Directions for this task: In the material below, identify each line bearing the word "bench". Reproduce those lines.

====

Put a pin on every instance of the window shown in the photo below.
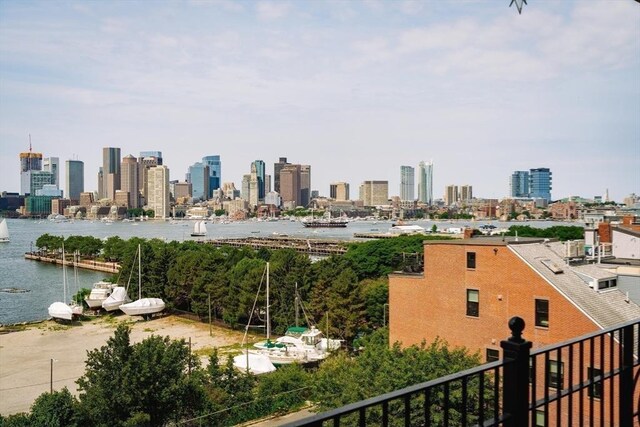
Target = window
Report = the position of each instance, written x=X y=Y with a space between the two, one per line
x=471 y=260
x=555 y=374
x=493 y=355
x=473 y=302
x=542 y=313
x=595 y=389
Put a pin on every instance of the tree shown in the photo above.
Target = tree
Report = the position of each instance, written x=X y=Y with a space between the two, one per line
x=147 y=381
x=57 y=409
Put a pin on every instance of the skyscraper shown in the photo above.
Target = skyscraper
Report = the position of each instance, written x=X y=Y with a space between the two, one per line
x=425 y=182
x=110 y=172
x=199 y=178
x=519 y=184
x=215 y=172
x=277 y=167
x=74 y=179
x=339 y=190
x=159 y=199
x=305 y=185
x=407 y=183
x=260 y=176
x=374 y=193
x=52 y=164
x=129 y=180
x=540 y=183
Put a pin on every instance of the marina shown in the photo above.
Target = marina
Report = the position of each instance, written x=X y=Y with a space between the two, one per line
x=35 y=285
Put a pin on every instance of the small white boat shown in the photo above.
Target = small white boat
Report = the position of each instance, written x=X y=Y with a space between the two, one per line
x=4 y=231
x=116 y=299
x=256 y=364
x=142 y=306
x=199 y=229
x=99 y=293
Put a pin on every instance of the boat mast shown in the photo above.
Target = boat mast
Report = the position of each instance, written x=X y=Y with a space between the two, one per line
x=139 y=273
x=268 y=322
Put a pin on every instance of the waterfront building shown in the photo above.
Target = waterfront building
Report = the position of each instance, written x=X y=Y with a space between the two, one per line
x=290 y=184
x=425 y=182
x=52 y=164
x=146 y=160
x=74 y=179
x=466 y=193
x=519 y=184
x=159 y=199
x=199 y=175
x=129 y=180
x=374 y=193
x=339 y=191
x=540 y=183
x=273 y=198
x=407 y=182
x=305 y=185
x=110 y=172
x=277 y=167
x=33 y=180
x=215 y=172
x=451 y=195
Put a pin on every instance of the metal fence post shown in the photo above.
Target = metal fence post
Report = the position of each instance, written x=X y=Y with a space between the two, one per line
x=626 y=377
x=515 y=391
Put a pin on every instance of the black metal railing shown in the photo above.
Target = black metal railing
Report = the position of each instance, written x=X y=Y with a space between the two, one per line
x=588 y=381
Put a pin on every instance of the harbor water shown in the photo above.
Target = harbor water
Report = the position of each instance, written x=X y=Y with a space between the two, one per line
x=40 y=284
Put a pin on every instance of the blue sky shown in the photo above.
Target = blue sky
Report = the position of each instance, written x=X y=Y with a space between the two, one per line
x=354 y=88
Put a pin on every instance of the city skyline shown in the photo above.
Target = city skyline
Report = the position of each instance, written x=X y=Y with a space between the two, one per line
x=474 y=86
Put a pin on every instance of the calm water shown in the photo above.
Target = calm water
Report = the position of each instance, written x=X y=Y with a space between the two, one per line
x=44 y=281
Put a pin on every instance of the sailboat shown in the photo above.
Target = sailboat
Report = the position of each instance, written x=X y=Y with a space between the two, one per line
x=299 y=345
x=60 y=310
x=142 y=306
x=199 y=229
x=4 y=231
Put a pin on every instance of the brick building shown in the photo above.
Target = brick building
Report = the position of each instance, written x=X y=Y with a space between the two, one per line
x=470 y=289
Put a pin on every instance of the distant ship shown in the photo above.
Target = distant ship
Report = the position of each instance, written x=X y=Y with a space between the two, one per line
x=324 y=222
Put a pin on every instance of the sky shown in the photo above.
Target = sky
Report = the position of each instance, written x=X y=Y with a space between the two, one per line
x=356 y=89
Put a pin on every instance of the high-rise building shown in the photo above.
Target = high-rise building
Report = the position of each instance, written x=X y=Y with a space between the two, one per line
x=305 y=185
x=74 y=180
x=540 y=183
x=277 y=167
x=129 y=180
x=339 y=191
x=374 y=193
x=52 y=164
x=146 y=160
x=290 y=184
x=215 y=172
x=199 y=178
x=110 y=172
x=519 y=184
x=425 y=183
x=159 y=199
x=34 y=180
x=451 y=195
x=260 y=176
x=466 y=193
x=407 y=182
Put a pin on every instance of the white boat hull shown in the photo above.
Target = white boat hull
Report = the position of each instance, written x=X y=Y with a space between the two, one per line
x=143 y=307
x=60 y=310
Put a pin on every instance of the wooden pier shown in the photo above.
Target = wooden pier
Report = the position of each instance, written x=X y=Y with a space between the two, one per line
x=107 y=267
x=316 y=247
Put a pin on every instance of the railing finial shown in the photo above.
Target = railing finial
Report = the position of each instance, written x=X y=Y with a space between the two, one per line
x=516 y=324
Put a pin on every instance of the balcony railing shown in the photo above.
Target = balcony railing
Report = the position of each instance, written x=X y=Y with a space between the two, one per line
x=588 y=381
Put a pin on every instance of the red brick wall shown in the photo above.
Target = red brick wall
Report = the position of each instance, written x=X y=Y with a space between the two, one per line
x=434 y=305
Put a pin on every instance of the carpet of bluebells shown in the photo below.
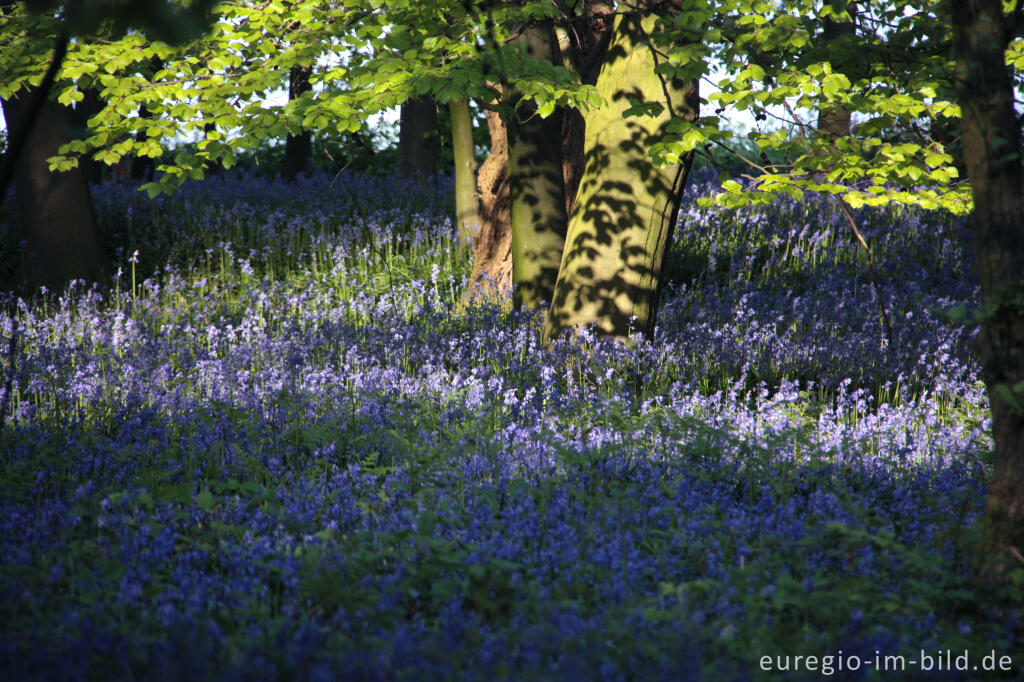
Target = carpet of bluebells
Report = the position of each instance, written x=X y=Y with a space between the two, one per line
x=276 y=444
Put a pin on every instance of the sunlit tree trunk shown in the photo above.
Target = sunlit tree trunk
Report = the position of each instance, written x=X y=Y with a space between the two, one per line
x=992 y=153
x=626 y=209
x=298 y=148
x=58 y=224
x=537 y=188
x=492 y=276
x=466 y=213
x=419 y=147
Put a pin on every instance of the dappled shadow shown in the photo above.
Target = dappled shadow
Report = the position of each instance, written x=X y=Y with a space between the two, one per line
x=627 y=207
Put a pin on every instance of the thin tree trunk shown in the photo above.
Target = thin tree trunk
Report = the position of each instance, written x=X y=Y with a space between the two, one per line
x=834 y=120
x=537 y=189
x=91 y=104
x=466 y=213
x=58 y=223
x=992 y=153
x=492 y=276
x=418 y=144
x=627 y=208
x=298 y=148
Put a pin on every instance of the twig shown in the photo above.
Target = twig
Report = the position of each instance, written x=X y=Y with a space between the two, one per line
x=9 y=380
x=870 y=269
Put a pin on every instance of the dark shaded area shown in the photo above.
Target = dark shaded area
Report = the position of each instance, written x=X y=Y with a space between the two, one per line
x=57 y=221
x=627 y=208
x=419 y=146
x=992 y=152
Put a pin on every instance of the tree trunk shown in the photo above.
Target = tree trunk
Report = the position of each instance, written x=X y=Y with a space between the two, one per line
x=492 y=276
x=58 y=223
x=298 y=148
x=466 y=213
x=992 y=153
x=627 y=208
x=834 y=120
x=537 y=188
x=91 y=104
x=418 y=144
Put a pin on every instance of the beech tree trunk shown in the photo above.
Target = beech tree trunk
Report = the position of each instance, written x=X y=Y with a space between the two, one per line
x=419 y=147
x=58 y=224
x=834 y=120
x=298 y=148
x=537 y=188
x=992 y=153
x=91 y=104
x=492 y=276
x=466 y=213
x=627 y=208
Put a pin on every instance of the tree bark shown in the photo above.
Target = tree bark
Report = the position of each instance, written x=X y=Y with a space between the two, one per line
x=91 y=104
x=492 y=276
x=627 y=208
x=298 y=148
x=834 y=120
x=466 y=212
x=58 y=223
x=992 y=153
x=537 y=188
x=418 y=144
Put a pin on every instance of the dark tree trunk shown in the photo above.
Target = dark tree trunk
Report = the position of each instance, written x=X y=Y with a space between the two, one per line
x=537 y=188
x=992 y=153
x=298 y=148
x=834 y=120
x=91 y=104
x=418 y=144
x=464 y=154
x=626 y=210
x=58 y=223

====

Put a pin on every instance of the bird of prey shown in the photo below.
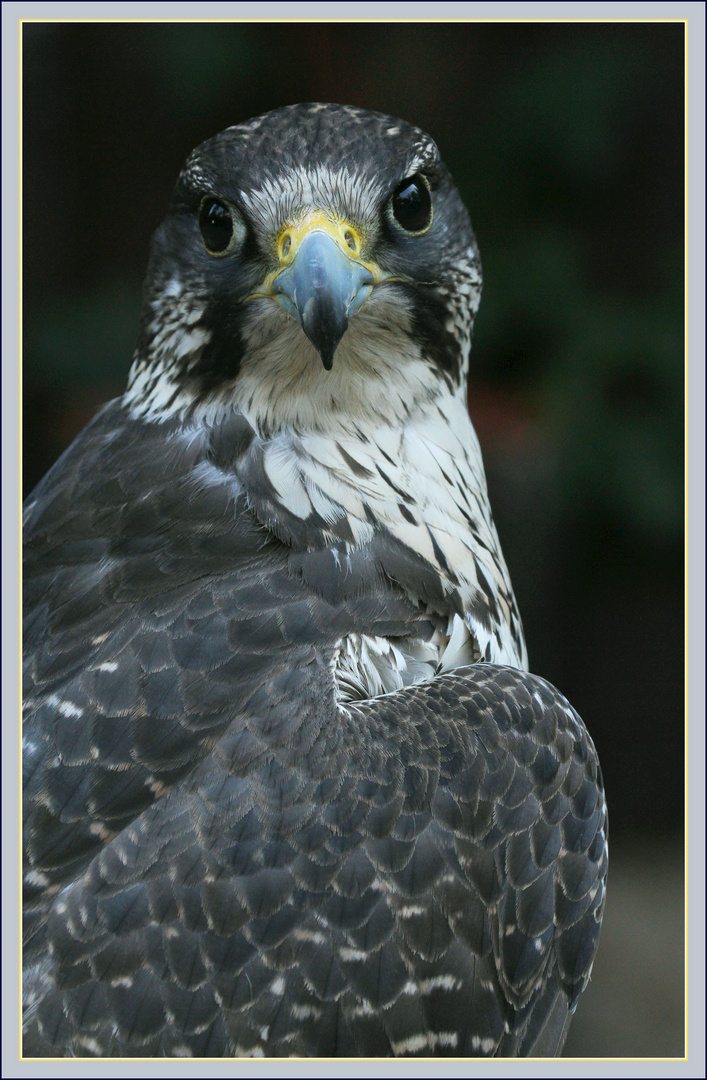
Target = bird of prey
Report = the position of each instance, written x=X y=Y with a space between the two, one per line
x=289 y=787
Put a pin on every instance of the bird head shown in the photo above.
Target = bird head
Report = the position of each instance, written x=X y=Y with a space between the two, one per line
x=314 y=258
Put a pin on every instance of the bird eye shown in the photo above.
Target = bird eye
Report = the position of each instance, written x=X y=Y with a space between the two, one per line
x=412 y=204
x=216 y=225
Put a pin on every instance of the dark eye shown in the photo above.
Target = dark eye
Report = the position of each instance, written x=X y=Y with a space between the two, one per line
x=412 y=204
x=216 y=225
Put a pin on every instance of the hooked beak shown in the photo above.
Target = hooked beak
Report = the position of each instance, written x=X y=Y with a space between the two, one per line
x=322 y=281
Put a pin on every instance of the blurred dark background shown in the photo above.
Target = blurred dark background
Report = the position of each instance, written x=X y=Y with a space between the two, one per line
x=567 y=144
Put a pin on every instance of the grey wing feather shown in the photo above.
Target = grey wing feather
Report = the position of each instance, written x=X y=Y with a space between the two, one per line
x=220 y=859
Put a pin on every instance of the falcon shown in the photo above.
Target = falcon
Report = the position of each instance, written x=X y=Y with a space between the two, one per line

====

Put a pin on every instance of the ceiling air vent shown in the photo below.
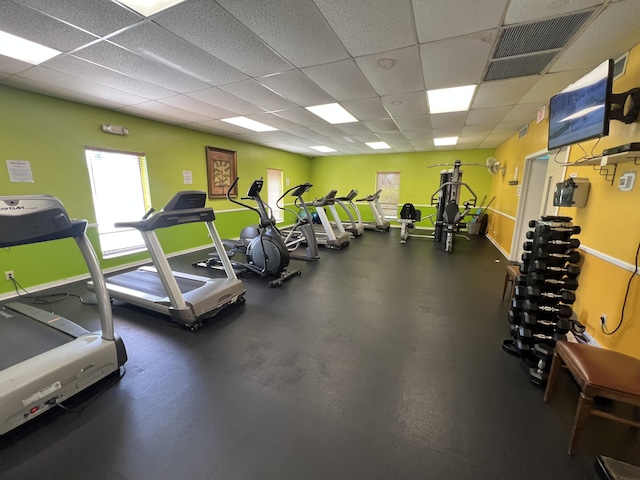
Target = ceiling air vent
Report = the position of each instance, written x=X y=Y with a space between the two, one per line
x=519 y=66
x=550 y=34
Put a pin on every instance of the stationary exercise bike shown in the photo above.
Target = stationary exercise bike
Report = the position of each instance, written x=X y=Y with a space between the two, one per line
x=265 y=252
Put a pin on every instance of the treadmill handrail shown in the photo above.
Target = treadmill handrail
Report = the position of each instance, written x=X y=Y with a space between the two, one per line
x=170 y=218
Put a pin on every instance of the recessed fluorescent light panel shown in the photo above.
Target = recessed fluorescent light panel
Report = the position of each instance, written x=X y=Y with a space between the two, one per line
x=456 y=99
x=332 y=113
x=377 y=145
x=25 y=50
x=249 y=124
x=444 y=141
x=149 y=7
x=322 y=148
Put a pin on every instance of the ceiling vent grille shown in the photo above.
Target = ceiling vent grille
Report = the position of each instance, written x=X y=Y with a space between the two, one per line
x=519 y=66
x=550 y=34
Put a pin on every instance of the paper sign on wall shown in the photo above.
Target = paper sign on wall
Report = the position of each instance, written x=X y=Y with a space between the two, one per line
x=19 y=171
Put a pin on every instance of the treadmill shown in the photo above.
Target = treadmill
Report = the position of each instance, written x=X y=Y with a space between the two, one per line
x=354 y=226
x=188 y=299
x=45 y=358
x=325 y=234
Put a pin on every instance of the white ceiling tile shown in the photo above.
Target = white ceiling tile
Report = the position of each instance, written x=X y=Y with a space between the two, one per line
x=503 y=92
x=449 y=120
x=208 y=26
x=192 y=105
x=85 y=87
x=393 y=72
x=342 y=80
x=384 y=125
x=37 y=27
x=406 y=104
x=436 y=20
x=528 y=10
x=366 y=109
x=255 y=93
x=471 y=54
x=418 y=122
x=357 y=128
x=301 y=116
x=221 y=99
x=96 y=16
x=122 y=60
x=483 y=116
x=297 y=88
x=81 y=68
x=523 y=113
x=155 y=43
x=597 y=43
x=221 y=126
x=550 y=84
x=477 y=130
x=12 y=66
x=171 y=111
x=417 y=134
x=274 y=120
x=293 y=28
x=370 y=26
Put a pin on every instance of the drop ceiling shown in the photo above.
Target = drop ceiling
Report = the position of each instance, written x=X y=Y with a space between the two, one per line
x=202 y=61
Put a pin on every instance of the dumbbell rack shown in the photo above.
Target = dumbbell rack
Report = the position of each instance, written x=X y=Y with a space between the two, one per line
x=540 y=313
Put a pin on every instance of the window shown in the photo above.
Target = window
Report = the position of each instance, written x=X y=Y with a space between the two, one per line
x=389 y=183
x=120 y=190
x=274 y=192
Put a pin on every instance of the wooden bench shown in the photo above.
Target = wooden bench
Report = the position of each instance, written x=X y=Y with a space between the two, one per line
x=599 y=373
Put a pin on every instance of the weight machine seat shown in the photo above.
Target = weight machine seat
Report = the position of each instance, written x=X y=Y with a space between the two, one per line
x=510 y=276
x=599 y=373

====

Response:
Put a pin on every instance of the wooden bench shown in the photo above.
Target = wooden bench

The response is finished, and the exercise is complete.